Your goal: Put the lines from the one containing "Target: window sill" through the one containing "(558, 1227)", both included, into a numbered list with blank lines left out.

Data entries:
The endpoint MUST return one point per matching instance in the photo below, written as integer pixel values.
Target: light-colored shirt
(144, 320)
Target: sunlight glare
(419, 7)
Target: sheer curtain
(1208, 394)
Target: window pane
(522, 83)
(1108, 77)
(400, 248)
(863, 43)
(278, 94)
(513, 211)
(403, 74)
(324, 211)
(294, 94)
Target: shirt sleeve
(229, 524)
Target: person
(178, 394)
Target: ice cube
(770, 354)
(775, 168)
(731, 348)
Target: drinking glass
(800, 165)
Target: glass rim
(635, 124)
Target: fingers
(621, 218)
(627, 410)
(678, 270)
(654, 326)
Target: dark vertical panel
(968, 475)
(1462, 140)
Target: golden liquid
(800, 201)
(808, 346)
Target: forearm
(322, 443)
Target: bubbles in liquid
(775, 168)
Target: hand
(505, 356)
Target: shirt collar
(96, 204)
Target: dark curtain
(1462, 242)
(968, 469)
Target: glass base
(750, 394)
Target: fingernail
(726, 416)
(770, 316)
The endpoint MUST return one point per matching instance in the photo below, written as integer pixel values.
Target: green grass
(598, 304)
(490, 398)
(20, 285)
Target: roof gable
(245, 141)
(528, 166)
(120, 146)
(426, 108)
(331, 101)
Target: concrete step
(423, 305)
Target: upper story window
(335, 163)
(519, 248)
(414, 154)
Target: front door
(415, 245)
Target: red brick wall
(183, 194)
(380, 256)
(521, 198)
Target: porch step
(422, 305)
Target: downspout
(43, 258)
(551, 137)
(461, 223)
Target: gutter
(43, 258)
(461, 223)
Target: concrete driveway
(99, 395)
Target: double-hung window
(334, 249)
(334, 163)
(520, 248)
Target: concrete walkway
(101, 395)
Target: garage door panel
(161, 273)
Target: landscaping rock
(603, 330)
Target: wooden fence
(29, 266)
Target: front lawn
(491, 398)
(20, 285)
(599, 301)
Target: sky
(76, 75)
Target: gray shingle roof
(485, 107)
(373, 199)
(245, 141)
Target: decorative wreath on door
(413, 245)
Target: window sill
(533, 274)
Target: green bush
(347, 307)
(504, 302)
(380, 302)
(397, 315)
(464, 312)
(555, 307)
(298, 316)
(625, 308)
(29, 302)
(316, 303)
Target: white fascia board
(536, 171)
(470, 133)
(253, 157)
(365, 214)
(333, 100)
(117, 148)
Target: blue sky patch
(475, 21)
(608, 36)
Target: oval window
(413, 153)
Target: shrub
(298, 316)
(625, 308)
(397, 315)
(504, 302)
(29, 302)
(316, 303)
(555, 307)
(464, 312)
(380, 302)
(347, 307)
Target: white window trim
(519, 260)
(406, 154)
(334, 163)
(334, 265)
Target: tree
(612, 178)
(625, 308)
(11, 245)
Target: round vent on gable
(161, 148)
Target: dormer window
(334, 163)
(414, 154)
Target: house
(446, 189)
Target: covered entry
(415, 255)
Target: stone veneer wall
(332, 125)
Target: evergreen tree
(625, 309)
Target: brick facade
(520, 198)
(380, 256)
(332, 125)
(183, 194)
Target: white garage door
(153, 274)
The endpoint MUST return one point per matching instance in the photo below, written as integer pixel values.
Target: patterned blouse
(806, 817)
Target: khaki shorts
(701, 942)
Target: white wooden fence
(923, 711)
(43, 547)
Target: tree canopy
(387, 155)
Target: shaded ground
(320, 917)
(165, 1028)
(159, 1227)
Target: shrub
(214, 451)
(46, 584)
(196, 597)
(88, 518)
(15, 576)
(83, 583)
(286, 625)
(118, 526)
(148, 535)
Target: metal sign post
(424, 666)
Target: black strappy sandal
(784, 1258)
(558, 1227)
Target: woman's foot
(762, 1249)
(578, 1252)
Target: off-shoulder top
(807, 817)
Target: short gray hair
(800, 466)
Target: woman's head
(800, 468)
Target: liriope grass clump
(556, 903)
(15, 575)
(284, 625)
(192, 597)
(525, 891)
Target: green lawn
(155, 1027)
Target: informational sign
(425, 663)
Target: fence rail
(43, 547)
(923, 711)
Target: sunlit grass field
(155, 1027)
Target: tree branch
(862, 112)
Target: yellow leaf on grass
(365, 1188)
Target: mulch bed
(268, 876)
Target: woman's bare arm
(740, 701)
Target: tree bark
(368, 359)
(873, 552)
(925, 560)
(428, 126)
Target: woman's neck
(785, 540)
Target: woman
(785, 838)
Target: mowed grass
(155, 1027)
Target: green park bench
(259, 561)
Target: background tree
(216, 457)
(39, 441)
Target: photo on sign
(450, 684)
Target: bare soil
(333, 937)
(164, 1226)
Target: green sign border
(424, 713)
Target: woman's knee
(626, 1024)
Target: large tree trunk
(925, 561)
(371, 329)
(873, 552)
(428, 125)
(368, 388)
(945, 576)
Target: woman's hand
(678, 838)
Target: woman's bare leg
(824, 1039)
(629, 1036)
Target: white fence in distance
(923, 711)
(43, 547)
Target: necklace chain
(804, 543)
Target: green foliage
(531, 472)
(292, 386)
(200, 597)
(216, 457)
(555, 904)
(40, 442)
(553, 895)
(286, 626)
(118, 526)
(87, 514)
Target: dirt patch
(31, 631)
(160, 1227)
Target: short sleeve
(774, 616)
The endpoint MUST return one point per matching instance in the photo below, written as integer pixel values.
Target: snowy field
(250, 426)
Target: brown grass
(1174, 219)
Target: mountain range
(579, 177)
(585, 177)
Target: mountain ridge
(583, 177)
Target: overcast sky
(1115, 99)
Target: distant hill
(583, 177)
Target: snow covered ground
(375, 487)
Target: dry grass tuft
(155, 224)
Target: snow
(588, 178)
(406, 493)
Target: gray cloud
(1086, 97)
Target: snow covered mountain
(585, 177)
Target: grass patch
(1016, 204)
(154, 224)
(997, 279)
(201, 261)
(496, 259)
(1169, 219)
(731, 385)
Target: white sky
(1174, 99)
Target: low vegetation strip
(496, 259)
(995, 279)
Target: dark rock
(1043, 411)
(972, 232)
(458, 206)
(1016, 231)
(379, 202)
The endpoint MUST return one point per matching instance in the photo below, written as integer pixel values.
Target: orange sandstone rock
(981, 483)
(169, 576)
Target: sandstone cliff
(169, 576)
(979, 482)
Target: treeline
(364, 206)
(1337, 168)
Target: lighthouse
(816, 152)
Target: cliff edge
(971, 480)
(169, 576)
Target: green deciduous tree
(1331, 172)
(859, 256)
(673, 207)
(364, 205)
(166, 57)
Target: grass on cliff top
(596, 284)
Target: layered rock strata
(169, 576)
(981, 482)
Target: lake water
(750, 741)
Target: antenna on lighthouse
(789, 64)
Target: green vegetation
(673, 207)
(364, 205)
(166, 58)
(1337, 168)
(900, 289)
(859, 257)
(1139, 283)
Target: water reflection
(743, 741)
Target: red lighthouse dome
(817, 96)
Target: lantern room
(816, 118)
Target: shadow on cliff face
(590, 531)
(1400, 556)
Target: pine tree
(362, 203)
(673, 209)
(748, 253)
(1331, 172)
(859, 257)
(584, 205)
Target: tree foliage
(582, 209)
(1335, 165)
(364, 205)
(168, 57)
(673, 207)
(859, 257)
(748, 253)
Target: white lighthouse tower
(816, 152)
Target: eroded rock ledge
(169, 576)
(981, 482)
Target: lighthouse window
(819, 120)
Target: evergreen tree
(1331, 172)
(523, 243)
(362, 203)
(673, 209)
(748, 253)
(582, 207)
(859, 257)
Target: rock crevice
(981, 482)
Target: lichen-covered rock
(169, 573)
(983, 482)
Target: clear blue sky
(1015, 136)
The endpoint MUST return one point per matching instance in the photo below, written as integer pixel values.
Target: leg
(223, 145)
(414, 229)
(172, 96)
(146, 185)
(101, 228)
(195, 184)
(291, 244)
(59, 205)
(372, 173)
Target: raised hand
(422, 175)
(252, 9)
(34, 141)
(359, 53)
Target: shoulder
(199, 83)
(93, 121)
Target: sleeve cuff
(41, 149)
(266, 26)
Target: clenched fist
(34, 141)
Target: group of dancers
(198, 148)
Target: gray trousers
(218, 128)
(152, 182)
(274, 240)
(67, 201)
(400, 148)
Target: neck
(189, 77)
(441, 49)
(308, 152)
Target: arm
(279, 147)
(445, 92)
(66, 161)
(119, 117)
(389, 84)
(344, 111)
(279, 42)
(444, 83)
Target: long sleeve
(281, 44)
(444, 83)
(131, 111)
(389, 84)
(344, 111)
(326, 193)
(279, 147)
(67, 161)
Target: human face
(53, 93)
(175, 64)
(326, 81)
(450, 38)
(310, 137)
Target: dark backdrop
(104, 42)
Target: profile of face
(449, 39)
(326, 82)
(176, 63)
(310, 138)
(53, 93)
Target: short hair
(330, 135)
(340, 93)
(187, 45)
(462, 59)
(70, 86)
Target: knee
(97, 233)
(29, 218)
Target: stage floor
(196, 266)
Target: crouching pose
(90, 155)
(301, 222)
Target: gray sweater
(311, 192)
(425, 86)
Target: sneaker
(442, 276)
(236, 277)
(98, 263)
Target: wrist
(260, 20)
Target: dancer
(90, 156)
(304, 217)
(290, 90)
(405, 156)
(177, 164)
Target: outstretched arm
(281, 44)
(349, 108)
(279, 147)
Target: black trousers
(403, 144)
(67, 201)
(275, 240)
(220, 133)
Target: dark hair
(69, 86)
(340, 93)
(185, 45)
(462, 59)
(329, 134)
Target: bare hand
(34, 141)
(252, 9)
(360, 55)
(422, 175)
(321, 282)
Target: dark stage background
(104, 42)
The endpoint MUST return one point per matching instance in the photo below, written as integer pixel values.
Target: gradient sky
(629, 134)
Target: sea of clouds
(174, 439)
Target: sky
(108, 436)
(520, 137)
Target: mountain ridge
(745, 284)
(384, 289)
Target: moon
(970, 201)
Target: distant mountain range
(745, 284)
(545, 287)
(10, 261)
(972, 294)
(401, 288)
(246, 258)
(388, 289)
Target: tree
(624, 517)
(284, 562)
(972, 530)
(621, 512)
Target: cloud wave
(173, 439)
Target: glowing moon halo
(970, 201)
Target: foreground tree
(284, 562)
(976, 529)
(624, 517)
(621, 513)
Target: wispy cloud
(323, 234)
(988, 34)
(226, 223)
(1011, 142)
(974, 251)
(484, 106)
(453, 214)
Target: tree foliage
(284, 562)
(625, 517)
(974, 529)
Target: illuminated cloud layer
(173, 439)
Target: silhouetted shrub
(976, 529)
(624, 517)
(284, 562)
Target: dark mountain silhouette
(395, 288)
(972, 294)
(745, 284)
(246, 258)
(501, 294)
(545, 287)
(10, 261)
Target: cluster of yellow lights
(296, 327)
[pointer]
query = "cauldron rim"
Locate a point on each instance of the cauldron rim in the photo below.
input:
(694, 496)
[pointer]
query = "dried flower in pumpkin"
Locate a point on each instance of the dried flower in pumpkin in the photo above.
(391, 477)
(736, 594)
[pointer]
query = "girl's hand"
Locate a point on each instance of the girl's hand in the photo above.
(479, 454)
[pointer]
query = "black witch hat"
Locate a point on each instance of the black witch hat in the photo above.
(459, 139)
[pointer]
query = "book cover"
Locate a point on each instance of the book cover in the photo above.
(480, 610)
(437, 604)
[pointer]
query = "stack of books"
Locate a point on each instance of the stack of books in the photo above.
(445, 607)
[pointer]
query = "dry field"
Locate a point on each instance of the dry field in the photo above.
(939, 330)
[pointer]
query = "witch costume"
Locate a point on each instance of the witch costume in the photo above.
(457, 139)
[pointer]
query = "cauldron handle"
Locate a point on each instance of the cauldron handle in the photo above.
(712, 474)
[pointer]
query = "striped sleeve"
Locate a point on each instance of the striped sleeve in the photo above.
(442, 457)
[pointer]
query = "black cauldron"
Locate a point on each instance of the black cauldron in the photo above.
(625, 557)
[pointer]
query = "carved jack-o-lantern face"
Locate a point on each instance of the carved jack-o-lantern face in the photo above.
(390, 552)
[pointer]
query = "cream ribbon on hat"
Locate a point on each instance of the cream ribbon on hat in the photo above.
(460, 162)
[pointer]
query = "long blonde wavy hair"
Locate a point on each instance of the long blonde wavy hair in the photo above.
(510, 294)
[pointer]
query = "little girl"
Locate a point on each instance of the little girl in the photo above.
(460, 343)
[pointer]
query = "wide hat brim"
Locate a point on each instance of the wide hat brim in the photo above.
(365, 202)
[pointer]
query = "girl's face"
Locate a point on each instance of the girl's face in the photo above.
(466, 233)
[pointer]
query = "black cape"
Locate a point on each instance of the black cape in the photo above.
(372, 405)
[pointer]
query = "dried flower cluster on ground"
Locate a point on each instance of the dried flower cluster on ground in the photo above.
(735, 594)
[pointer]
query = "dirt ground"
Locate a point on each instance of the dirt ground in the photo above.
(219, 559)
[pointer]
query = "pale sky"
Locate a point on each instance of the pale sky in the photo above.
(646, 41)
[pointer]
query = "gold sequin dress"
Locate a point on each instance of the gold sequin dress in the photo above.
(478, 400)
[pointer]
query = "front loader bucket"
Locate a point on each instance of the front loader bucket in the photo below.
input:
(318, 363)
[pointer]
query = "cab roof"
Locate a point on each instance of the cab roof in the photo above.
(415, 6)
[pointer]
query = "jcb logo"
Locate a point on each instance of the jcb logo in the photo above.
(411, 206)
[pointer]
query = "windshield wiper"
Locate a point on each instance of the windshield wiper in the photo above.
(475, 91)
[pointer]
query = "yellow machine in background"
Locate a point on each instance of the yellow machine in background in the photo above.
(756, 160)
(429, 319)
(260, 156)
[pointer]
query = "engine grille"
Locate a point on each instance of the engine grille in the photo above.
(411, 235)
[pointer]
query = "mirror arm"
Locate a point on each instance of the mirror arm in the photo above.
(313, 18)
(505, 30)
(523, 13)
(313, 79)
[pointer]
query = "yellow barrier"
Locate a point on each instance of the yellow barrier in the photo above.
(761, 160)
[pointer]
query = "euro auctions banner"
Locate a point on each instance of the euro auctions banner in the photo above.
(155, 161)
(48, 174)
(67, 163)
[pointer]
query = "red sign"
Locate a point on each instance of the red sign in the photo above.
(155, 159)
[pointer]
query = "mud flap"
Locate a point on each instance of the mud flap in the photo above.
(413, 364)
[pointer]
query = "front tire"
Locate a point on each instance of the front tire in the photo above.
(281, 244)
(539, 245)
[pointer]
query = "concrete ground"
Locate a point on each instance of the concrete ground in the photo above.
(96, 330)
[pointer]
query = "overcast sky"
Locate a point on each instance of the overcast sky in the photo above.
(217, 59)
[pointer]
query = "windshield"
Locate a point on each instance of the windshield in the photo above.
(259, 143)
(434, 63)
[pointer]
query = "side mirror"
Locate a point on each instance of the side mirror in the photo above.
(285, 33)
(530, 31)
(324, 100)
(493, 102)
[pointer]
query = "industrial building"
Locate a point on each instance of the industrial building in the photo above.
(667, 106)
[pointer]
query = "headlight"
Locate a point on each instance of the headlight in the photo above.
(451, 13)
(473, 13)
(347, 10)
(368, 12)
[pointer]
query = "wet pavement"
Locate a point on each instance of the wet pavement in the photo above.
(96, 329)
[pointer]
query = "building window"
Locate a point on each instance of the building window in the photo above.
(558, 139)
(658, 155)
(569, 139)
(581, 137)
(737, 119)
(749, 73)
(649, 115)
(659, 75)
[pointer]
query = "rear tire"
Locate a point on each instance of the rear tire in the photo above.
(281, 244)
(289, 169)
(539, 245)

Solution:
1. Target: window sill
2. (533, 274)
3. Target: green bush
4. (347, 307)
5. (504, 302)
6. (380, 302)
7. (397, 315)
8. (464, 312)
9. (555, 307)
10. (298, 316)
11. (625, 308)
12. (29, 302)
13. (316, 303)
14. Target: white fascia board
15. (536, 171)
16. (470, 133)
17. (253, 157)
18. (365, 214)
19. (333, 100)
20. (117, 148)
21. Target: blue sky patch
22. (475, 21)
23. (608, 36)
24. Target: oval window
25. (413, 153)
26. Target: shrub
27. (298, 316)
28. (625, 308)
29. (397, 315)
30. (504, 302)
31. (29, 302)
32. (316, 303)
33. (555, 307)
34. (464, 312)
35. (380, 302)
36. (347, 307)
37. Target: white window trim
38. (519, 260)
39. (406, 154)
40. (334, 163)
41. (334, 265)
42. Target: tree
43. (612, 178)
44. (625, 308)
45. (11, 245)
46. Target: round vent on gable
47. (161, 148)
48. Target: dormer window
49. (334, 163)
50. (414, 154)
51. Target: house
52. (446, 189)
53. Target: covered entry
54. (415, 255)
55. Target: stone veneer wall
56. (332, 125)
57. Target: evergreen tree
58. (625, 309)
59. Target: brick facade
60. (520, 198)
61. (380, 256)
62. (332, 125)
63. (183, 194)
64. Target: white garage door
65. (153, 274)
66. The endpoint MUST return one point per matching instance in the photo below, written as integer pixel values.
67. Target: patterned blouse
68. (806, 817)
69. Target: khaki shorts
70. (701, 942)
71. Target: white wooden fence
72. (923, 711)
73. (43, 547)
74. Target: tree canopy
75. (387, 155)
76. Target: shaded ground
77. (320, 917)
78. (165, 1028)
79. (159, 1227)
80. Target: shrub
81. (214, 451)
82. (46, 584)
83. (196, 597)
84. (88, 518)
85. (15, 576)
86. (83, 583)
87. (286, 625)
88. (118, 526)
89. (148, 535)
90. Target: metal sign post
91. (424, 666)
92. Target: black strappy sandal
93. (784, 1258)
94. (558, 1227)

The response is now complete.